### Record excerpts

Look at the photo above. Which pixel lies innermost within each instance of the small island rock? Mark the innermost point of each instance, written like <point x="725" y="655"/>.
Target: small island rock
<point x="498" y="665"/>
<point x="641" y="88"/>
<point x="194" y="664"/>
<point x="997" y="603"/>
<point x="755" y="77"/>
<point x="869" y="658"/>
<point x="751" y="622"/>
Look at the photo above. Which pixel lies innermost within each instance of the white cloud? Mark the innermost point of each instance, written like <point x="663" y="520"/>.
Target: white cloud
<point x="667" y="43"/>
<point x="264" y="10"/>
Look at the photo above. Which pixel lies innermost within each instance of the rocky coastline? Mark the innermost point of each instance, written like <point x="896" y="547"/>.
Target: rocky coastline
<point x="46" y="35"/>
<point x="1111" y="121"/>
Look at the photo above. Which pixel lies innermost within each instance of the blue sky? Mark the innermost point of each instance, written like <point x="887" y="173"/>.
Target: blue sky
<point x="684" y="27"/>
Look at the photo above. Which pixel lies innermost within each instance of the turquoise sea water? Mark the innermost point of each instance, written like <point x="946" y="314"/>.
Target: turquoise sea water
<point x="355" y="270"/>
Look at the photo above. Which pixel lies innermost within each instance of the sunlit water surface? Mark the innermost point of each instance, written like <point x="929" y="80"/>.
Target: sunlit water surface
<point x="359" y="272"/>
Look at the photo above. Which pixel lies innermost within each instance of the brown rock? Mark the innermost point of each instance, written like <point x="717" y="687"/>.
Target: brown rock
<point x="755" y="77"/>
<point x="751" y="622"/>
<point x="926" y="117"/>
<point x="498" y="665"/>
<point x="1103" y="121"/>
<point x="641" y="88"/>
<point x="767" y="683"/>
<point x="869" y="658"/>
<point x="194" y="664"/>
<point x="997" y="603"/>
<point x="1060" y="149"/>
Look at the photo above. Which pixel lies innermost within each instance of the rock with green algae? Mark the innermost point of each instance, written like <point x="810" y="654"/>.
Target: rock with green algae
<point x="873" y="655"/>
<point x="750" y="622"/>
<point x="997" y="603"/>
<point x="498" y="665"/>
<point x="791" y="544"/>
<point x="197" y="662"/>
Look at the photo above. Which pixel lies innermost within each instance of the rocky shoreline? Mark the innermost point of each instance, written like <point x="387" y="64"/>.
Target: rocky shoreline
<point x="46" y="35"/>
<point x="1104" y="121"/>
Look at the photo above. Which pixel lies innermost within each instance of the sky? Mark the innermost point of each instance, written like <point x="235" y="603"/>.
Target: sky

######

**Task:** Repeat every line of the data precisely.

**Reply to the task:**
Look at the photo above. Which pixel lies innermost within each instance of the small island rock? Mark the innermost point of each instance, written like <point x="725" y="655"/>.
Target: small island rock
<point x="498" y="665"/>
<point x="641" y="88"/>
<point x="194" y="664"/>
<point x="997" y="603"/>
<point x="755" y="77"/>
<point x="869" y="658"/>
<point x="751" y="622"/>
Look at the photo above. Which pixel lies innermost within each instance of the white cloud? Mark the innermost point of each instance, written like <point x="663" y="520"/>.
Target: white cloud
<point x="667" y="43"/>
<point x="264" y="10"/>
Look at the photo above. Which pixel lies innermost within each instance of the rocky coastline? Mark the innermost point of each instance, written like <point x="896" y="547"/>.
Target: rocky coastline
<point x="46" y="35"/>
<point x="1111" y="121"/>
Look at the photo above. Which pixel lies innermost within each instance of the blue sky? Mark the innermost point of each instance, written like <point x="887" y="173"/>.
Target: blue sky
<point x="684" y="27"/>
Look at the photo above. Which pixel lies innermost within each instance of the turquoise sea water? Mark the innermost point of each instance, written like <point x="946" y="314"/>.
Target: turquoise sea water
<point x="355" y="270"/>
Look at the photo above. Which pixel lies innermost within each instance of the sunlit water surface? Mark the innermost point of each instance, written like <point x="929" y="80"/>.
Target: sunlit water surface
<point x="359" y="272"/>
Look at the photo above. Which pixel lies innermost within each instance of the brown rock? Mark the innermost point of each instance, written like <point x="717" y="687"/>.
Target: brown rock
<point x="755" y="77"/>
<point x="751" y="622"/>
<point x="926" y="117"/>
<point x="498" y="665"/>
<point x="1103" y="121"/>
<point x="641" y="88"/>
<point x="767" y="683"/>
<point x="869" y="658"/>
<point x="194" y="664"/>
<point x="997" y="603"/>
<point x="1060" y="149"/>
Look at the photo above. Which pixel lies innermost within each instance of the rock with green algae? Mark the innermost point of each instance, written like <point x="810" y="654"/>.
Target: rock with green algae
<point x="873" y="655"/>
<point x="750" y="622"/>
<point x="997" y="603"/>
<point x="498" y="665"/>
<point x="791" y="544"/>
<point x="197" y="662"/>
Look at the photo above. Which pixel lies innermost within each instance of the rocky shoreline? Mark the innermost point of each instance, written like <point x="387" y="64"/>.
Target: rocky shoreline
<point x="46" y="35"/>
<point x="1104" y="121"/>
Look at the photo above. Which pixel lies innermost within each instance of the sky? Mark the innermost point of each instance, written like <point x="235" y="603"/>.
Target: sky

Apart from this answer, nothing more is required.